> _Exercise instructions_
From the records below, pick out and copy every line that contains the string "feature".

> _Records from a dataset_
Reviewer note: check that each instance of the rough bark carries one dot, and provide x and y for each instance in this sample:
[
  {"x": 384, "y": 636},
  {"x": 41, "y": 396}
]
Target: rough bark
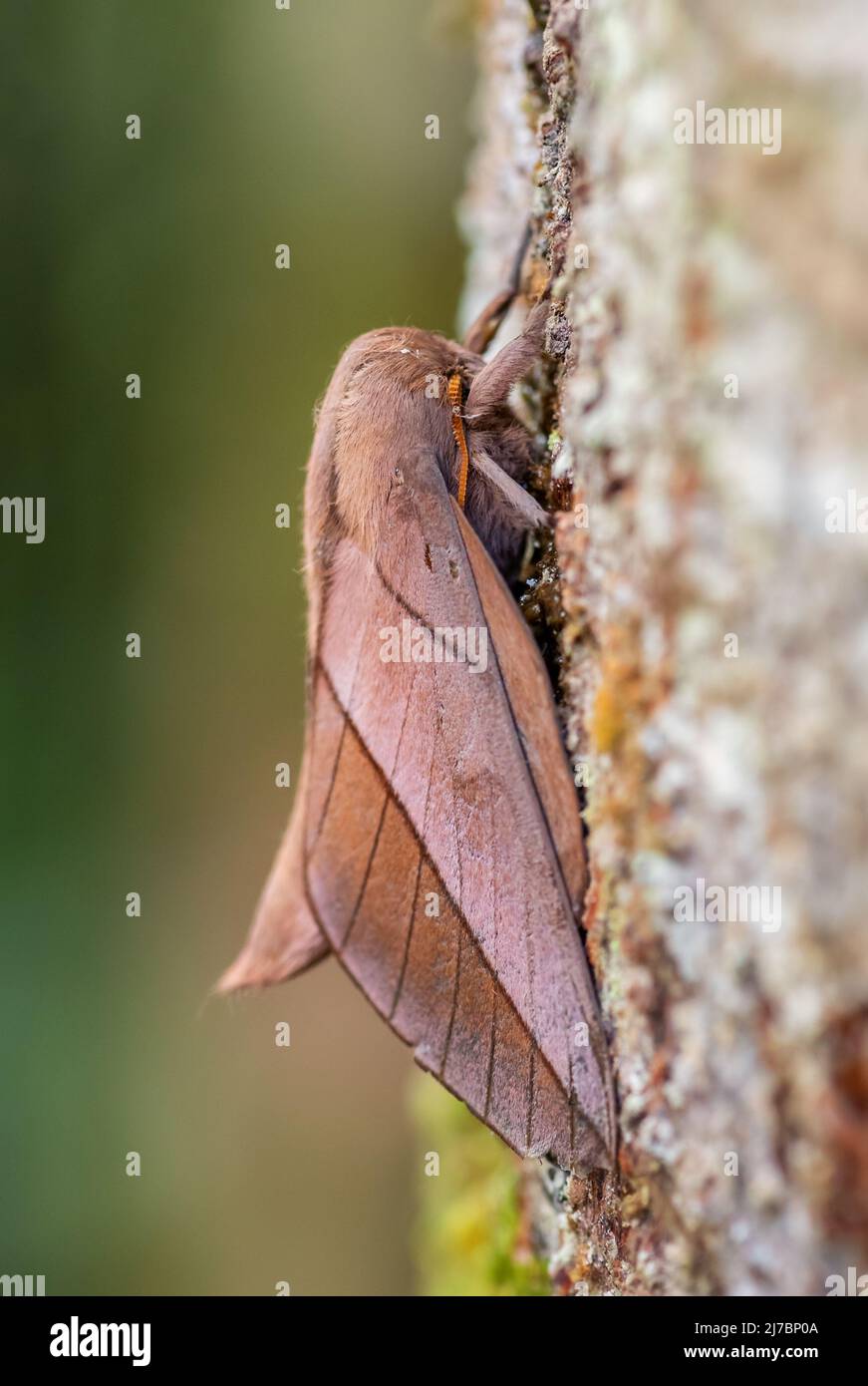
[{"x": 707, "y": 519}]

--

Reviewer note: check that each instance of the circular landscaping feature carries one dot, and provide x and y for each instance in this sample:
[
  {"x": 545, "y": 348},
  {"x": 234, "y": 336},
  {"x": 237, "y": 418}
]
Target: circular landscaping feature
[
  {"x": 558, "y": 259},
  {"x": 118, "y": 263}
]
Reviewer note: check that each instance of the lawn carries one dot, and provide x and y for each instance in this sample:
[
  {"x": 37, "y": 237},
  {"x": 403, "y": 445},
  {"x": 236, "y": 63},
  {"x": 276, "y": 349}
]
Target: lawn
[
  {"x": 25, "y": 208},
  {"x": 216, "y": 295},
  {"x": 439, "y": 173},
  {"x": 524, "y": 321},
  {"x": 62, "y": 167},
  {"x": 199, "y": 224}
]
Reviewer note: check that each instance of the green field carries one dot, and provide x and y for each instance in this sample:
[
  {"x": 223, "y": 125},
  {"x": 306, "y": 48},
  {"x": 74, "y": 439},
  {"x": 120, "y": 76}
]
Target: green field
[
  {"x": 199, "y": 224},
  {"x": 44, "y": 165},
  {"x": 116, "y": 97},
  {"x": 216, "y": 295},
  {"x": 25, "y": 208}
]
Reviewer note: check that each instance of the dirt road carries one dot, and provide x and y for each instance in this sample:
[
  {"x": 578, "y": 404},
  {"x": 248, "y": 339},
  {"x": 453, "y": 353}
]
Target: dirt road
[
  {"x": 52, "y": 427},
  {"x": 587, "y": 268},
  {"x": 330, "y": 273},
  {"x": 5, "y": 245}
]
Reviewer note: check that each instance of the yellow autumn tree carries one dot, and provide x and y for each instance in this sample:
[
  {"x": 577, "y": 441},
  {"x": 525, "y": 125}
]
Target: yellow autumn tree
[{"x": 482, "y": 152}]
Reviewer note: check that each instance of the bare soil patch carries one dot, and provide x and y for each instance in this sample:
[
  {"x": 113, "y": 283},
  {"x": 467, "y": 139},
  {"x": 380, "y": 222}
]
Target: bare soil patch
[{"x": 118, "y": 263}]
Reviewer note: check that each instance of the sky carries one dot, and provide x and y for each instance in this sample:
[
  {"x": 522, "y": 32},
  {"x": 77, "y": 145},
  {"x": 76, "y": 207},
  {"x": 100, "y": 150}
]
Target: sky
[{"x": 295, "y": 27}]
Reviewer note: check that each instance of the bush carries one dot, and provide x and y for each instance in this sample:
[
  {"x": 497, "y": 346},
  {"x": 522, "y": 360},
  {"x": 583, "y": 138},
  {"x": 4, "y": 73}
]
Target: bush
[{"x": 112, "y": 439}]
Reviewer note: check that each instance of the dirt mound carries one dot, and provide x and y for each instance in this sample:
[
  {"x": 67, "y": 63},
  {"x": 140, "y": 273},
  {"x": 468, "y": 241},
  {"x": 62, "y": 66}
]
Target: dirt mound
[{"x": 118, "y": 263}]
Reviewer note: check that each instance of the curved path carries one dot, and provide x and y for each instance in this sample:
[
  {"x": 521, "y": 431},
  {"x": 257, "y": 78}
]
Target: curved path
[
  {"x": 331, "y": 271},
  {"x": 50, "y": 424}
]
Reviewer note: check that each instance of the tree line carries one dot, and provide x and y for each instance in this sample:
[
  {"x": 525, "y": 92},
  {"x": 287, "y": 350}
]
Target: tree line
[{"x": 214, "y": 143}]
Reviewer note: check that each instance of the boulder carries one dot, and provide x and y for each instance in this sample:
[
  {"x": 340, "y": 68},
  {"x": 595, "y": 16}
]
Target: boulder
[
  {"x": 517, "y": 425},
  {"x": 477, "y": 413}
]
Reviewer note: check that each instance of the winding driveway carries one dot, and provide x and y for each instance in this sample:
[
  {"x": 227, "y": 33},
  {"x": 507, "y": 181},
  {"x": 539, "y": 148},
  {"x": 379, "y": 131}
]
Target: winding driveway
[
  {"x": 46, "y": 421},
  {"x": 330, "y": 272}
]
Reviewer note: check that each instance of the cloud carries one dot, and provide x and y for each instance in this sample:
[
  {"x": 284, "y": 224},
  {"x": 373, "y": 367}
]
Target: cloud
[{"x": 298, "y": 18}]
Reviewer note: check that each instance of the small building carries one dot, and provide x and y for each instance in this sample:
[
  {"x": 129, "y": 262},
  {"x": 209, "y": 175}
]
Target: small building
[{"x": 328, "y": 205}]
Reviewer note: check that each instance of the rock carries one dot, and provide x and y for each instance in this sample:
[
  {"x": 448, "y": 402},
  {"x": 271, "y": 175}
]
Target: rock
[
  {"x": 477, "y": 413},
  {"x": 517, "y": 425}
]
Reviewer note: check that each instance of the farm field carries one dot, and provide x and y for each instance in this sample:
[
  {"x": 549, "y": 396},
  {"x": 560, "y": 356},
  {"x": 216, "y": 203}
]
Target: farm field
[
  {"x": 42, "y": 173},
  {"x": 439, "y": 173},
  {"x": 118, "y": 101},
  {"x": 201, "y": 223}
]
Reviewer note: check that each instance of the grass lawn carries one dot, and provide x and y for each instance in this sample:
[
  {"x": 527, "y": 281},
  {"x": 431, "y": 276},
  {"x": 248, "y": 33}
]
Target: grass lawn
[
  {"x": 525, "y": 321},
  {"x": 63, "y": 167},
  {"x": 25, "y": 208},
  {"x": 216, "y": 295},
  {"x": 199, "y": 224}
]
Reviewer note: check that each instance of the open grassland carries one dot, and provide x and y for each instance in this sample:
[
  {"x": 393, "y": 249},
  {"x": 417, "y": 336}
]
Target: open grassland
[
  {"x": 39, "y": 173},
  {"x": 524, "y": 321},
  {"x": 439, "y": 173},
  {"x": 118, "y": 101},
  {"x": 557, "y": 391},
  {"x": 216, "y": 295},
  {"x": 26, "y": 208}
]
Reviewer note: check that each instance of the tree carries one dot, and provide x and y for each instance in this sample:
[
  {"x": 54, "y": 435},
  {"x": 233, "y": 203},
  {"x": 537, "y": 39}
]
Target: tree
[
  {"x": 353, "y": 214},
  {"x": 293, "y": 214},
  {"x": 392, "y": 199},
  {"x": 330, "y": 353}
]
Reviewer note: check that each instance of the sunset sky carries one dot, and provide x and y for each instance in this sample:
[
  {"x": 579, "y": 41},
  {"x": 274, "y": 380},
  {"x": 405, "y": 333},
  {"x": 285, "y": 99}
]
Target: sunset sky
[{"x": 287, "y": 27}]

> _Result for this exercise_
Reviewer note: check that each instance of the circular landscaping feature carries one dot, and provide x and y for each instance in this sample:
Target: circular landscaping feature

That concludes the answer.